[Region annotation items]

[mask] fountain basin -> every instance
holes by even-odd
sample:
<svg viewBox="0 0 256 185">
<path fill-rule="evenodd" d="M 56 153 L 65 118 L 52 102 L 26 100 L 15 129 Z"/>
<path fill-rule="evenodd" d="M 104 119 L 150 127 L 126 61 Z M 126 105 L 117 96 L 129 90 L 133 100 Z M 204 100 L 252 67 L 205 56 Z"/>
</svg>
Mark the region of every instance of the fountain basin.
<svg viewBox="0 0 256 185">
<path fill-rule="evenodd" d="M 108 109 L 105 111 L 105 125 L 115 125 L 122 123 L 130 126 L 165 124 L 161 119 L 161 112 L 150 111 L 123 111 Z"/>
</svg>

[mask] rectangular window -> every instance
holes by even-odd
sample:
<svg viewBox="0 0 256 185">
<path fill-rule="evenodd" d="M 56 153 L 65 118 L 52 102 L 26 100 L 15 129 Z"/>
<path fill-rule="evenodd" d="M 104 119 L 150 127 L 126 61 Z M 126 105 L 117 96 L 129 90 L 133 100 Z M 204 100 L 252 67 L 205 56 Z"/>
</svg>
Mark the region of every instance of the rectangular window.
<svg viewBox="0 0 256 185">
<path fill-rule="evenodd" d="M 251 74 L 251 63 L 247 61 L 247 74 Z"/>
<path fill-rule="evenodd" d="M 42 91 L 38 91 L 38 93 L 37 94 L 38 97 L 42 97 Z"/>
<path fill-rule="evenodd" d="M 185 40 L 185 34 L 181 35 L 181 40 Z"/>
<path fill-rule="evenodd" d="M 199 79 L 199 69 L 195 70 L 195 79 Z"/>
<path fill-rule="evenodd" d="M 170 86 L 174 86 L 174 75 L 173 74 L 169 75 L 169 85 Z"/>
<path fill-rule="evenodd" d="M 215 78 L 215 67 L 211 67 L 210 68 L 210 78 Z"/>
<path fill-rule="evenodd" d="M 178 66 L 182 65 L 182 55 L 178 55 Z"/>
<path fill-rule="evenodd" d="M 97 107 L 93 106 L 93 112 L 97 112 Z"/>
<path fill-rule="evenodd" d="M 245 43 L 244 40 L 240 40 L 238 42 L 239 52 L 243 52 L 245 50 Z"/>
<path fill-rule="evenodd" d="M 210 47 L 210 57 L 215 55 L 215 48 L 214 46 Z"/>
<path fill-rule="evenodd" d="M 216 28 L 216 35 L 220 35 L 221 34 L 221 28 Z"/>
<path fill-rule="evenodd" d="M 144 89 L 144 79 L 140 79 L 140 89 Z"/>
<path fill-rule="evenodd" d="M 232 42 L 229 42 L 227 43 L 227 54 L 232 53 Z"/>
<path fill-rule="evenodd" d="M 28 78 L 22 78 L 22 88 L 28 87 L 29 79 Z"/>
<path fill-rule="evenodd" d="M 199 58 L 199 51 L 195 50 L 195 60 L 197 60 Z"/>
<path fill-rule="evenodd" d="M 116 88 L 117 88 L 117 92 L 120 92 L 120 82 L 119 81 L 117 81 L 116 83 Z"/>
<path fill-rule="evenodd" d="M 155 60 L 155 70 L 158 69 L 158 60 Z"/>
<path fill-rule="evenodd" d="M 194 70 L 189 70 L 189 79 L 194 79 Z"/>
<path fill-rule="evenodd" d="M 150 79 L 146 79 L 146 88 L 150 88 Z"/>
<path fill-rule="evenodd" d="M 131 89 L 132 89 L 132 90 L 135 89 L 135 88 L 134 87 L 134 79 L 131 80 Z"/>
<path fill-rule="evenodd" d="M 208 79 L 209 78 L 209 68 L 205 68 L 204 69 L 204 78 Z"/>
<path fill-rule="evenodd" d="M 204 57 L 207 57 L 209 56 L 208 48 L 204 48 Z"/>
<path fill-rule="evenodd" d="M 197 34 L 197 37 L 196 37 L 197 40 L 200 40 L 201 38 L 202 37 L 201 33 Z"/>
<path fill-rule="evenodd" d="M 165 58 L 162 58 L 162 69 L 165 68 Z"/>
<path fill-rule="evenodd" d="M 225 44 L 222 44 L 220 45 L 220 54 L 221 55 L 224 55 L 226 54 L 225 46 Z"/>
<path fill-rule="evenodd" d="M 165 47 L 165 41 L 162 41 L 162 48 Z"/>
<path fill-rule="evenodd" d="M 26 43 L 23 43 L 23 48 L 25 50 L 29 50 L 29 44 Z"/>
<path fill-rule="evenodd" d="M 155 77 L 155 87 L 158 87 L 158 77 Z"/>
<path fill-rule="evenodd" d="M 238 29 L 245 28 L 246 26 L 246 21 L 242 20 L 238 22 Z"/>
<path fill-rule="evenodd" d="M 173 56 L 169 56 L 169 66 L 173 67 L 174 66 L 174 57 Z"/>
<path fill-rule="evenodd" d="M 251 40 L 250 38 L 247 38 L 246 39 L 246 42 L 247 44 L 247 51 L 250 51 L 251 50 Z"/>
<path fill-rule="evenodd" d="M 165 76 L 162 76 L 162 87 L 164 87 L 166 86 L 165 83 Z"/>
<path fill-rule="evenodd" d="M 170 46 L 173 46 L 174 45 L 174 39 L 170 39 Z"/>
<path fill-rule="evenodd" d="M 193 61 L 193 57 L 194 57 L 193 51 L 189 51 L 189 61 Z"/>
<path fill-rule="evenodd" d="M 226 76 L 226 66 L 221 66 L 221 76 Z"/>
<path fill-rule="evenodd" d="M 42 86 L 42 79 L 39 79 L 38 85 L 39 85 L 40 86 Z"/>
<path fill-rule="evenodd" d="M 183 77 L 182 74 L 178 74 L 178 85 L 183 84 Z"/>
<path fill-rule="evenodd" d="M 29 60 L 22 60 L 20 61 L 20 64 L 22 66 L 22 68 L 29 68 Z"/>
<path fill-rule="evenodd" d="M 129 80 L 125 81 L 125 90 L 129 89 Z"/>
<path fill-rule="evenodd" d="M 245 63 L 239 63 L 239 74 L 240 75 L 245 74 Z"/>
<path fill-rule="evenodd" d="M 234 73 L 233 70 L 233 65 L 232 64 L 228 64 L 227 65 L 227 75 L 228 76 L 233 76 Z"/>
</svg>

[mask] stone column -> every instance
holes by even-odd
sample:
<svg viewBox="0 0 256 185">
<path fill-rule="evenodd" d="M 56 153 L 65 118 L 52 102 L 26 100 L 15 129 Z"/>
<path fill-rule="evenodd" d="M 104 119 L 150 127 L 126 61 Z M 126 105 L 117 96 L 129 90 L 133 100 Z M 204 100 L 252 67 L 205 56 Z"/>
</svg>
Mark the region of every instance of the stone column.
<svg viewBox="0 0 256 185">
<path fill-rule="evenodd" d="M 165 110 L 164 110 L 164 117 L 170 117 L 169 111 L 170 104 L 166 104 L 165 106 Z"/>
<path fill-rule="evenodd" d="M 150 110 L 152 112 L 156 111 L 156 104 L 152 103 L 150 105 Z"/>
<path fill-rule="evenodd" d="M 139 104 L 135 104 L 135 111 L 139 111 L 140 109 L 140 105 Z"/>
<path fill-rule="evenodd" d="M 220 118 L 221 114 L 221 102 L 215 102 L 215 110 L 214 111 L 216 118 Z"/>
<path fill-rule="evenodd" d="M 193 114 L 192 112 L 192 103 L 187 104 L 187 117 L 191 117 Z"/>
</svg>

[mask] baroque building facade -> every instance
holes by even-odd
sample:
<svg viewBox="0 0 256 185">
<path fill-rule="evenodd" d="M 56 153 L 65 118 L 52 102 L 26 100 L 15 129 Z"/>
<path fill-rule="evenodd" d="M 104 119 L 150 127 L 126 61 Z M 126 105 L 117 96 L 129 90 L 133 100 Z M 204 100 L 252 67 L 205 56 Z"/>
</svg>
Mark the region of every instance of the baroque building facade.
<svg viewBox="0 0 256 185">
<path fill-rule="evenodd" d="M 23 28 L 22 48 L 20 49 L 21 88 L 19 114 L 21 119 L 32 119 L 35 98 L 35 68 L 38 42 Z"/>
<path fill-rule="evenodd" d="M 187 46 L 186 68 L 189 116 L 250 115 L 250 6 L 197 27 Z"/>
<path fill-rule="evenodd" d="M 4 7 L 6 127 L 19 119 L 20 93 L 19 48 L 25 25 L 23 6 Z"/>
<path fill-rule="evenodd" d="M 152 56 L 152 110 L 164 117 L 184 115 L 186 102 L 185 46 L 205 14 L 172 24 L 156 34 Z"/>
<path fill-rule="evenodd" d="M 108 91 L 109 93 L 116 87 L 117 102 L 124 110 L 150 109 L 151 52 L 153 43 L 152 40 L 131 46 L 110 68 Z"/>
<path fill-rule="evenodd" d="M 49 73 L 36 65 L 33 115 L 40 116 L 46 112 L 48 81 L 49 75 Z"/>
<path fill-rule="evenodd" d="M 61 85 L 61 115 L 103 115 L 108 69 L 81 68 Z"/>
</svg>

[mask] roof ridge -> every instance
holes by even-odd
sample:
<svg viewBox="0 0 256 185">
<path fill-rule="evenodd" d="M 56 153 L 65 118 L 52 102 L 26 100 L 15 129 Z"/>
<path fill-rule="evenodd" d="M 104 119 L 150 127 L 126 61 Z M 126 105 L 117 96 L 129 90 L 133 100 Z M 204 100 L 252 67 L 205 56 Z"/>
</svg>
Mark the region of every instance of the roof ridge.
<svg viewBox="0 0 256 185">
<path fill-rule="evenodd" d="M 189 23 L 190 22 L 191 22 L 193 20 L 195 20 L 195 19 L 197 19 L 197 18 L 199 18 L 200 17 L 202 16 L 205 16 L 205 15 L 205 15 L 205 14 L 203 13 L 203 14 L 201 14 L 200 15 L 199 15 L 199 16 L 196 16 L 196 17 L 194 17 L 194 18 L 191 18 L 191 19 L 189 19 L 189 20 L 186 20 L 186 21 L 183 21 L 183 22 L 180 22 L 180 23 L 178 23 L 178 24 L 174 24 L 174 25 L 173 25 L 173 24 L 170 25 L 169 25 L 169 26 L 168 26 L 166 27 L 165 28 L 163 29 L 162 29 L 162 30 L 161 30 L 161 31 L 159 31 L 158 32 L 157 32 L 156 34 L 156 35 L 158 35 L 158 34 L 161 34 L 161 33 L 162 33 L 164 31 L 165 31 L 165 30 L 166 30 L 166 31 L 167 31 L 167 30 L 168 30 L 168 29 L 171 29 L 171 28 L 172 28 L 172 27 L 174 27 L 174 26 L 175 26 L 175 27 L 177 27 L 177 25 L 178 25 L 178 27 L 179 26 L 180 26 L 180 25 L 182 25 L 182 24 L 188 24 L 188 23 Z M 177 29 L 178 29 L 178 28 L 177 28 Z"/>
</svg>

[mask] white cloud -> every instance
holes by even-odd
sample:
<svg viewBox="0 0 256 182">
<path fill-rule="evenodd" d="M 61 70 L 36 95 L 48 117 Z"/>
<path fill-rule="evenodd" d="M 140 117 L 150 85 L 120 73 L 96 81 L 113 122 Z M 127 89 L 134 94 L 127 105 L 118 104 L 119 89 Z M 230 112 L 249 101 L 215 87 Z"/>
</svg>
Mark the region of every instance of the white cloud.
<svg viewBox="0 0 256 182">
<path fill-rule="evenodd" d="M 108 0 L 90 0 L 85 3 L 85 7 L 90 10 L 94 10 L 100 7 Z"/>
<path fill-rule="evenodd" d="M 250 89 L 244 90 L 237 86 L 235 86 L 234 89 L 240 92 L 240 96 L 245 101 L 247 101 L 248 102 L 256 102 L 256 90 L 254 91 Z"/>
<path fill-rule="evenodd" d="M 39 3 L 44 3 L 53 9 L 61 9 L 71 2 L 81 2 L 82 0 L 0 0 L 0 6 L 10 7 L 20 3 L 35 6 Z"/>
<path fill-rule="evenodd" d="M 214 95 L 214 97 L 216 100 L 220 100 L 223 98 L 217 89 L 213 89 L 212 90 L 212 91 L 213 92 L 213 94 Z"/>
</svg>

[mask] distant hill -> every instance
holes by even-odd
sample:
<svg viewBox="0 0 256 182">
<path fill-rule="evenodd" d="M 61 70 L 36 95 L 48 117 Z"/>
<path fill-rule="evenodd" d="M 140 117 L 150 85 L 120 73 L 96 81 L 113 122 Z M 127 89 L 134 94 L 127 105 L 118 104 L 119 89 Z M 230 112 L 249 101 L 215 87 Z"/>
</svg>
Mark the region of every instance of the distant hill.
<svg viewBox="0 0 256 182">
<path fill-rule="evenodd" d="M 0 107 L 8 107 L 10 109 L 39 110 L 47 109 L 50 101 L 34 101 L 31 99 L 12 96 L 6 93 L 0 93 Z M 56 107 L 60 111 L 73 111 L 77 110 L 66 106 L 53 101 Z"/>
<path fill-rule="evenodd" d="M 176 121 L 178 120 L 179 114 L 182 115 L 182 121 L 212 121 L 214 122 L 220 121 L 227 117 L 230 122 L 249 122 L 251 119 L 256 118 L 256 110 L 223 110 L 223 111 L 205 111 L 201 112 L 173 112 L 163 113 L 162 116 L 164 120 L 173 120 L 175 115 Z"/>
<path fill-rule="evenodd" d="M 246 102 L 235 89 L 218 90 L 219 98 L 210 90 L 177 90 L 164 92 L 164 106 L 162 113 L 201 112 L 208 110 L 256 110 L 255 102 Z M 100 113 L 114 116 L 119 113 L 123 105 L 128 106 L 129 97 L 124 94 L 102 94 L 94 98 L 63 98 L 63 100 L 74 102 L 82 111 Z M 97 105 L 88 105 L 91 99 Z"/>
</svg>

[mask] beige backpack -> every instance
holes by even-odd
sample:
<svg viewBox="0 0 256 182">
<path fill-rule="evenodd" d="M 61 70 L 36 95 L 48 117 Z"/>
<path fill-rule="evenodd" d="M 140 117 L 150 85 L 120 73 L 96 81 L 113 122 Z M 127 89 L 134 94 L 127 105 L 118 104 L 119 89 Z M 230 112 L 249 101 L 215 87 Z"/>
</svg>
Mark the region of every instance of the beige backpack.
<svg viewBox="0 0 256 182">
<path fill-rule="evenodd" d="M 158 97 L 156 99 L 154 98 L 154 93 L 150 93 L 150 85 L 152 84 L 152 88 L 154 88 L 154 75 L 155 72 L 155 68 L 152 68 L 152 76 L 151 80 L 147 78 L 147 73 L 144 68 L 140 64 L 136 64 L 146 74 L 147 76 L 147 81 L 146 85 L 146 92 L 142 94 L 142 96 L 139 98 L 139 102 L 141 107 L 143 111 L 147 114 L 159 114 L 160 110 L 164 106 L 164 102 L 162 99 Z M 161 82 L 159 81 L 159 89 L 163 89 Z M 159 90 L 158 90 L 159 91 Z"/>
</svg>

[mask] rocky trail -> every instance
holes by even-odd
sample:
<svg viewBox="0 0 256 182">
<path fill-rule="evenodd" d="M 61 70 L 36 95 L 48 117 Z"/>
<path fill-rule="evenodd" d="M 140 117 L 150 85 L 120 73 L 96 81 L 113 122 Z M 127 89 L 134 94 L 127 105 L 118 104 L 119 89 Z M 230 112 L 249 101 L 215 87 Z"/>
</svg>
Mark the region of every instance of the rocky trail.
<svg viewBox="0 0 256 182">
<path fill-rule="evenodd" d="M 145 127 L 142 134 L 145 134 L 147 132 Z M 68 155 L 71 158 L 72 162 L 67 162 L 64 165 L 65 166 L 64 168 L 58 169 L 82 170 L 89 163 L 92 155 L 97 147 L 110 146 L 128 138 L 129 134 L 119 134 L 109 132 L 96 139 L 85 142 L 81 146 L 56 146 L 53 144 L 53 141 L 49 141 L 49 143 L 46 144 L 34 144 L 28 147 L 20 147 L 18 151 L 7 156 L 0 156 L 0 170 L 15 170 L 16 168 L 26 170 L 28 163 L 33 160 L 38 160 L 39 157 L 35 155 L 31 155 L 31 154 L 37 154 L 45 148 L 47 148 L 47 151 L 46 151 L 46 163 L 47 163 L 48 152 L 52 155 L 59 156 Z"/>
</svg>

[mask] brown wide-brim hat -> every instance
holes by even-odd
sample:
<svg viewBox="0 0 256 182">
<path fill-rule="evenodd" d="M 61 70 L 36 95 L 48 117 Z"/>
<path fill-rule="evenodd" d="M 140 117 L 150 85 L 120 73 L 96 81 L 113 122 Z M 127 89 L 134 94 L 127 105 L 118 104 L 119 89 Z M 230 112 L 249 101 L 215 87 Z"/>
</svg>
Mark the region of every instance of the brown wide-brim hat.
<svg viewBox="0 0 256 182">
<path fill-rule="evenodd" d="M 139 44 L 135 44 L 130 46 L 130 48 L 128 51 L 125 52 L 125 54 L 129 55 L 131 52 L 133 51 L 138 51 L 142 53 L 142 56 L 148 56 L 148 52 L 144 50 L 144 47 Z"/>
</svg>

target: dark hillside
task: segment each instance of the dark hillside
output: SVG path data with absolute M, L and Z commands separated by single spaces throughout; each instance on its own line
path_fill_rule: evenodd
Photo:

## TASK INSTRUCTIONS
Take the line with "[mask] brown wide-brim hat -> every instance" and all lines after it to the last line, and reproduce them exactly.

## THE ANSWER
[mask] brown wide-brim hat -> every instance
holes by even-odd
sample:
<svg viewBox="0 0 256 182">
<path fill-rule="evenodd" d="M 61 70 L 36 95 L 48 117 Z"/>
<path fill-rule="evenodd" d="M 140 117 L 150 85 L 120 73 L 96 81 L 113 122 Z M 127 89 L 134 94 L 127 105 L 118 104 L 119 89 Z M 230 112 L 249 101 L 215 87 Z"/>
</svg>
Mark the region of every instance of the brown wide-brim hat.
<svg viewBox="0 0 256 182">
<path fill-rule="evenodd" d="M 139 44 L 135 44 L 130 46 L 130 48 L 128 51 L 125 52 L 125 54 L 129 55 L 131 52 L 133 51 L 138 51 L 142 53 L 142 56 L 148 56 L 148 52 L 144 50 L 144 47 Z"/>
</svg>

target: dark hillside
task: segment each instance of the dark hillside
output: SVG path data with absolute M, L and Z commands separated by single spaces throughout; each instance on its own line
path_fill_rule: evenodd
Photo:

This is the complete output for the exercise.